*PROMPT*
In the piece about attending plays at San Diego's Old Globe, copy verbatim the passage from "The crows and" up to and including "news this week.".

*READING PASSAGE*
--*--
For a visitor to San Diego, and I am still a visitor despite part-time residence for the last three years, there were exotica to be savored that couldn't have been directed nor produced by the Old Globe's company. For example, take the temperature.  Both attendance dates, a Thursday and the following Sunday, were warm Southern California days; typically, in late June, a low overcast and some lower temperatures are common, but the two days in question were warm and warmer.  In fact, it was hot in the sun and, on the second day, I was wearing shorts during the day.

So I was blown away when one of my friends said to dress warmly and she would bring blankets to cover us.  The other said she wears long johns under her slacks, furry boots, gloves, and a heavy jacket to performances at the outdoor Festival Theatre!  In June. I felt like an idiot digging out my few winter items to attend a stage play at a fine venue, but I was so glad I did.  By about fifteen minutes into The Madness of King George, I was covered neck to ankles in the heaviest blanket I've ever seen (thanks, Jo!) and recalling that folks die of hypothermia in the deserts of the Southwest!  Looking around, I saw that almost everyone was similarly snuggled down.


Looking around, I also saw that the audience was very old!  Maybe that reflects the ticket cost.  Or, maybe, the more sophisticated level of culture and entertainment offered at the Globe.  Or, maybe, the aged audience is drawn to a Shakespearean tragedy about aging, dementia, and the losses inherent--it hardly gets grimmer than Lear ,unless it's the modern Madness--and to another performance that's about physical and mental suffering made worse by what passes for medical treatment.  Poor George III, a pretty decent human and a better monarch than most in England's history, suffers from porphyria which attacks his mental capacities and debilitates his body. (Or is it mercury poisoning?) Then, the physicians and quacks who treat and torture him according to  Aristotelian medical traditions, including blistering, bleeding, starving, and purging, nearly kill him while the younger generation and the political sharks wait to divide up the remains.  It's hard to watch, but I imagine that the elderly tolerate it better than the young.  Not sure why I think that. Would you think so?

So, there we are, this old audience (there were some young people, of course and many in middle-age, but primarily we were the young-old and middle-old...whatever all that means), bundled to our ears, freezing anyway, and watching marvelous actors portray the depths of human suffering, age-related humiliation, and general human sorrow.  There was fine wit on display, too, and beautiful language, but there were some scenes where those salves did not relieve the pain for the audience.  Now, don't that sound like a good time?


And, yet, it was; I was so thrilled to see such quality onstage.  And there was a comic relief peculiar to San Diego's Old Globe: the theater is adjacent to the San Diego Zoo and, at the oddest and best moments during those cold nights, the zoo's inhabitants offered special audio contributions.  So, come the lines,
"How fearful
And dizzy 'tis to cast one's eyes so low!
The crows and choughs that wing the midway air
Show scarce so gross as beetles; half way down
Hangs one that gathers samphire, dreadful trade!"
...and the exotic birds of the Zoo's Aviary squawk loudly right on cue!


King George struts across the stage at the peak of his power, showing off his knowledge of every appointment in his court and the family history of each courtier,

 ...and a lion's roar booms out and vibrates the cold night air.

One play is old and contains more quotable lines than the other, but they make a good pair to watch back to back.  Especially if you are old in America at this time, old on the planet at this time.  I will leave you with a quotation from each that is pertinent to the news this week.
This is the excellent foppery of the world, that,
when we are sick in fortune,--often the surfeit 
of our own behavior,--we make guilty of our 
disasters the sun, the moon, and the stars: as 
if we were villains by necessity. --Lear
And, from Madness, George III speaks,
Peace of mind! I have no peace of mind. I have had no peace of mind since we lost America. Forests, old as the world itself, plains, strange delicate flowers, immense solitudes. And all nature new to art. All ours. Mine. Gone. A paradise lost.
--*--
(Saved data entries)
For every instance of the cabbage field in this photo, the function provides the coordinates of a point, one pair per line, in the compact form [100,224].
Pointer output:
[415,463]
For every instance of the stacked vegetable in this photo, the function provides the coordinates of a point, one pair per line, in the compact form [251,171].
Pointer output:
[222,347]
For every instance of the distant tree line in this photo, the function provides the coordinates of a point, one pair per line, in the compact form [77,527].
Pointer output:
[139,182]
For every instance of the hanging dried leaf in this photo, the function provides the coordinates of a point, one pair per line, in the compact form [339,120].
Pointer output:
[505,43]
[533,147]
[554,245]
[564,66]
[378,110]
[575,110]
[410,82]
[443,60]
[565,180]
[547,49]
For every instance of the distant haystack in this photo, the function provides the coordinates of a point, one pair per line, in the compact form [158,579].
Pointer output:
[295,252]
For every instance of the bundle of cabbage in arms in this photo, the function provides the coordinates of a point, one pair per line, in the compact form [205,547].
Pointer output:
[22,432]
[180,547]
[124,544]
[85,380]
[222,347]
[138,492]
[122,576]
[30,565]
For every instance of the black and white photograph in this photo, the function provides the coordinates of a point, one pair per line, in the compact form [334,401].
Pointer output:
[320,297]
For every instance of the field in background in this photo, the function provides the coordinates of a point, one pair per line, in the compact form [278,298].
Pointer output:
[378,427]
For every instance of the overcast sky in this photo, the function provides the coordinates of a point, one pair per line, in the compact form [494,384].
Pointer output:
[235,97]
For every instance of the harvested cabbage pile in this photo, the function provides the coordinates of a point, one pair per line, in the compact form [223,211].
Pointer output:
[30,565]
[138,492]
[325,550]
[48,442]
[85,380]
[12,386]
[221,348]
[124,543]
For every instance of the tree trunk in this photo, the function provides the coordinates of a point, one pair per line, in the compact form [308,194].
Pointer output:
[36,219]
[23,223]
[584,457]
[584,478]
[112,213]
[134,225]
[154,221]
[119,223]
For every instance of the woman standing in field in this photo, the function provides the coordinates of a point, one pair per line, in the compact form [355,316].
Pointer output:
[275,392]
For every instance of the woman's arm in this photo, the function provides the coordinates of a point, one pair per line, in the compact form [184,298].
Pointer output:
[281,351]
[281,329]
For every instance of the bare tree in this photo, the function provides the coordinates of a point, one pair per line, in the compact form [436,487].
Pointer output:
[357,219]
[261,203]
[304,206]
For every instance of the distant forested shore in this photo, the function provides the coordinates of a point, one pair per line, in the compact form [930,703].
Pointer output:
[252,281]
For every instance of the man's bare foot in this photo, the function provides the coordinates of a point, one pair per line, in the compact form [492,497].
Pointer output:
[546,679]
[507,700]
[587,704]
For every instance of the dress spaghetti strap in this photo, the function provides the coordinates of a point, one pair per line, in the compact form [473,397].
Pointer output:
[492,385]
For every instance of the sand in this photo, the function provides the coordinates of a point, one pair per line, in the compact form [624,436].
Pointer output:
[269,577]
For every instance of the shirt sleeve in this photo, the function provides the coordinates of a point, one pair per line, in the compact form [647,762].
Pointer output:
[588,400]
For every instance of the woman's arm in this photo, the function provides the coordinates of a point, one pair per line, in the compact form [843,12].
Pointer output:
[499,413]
--*--
*TASK ANSWER*
The crows and choughs that wing the midway air
Show scarce so gross as beetles; half way down
Hangs one that gathers samphire, dreadful trade!"
...and the exotic birds of the Zoo's Aviary squawk loudly right on cue!


King George struts across the stage at the peak of his power, showing off his knowledge of every appointment in his court and the family history of each courtier,

 ...and a lion's roar booms out and vibrates the cold night air.

One play is old and contains more quotable lines than the other, but they make a good pair to watch back to back.  Especially if you are old in America at this time, old on the planet at this time.  I will leave you with a quotation from each that is pertinent to the news this week.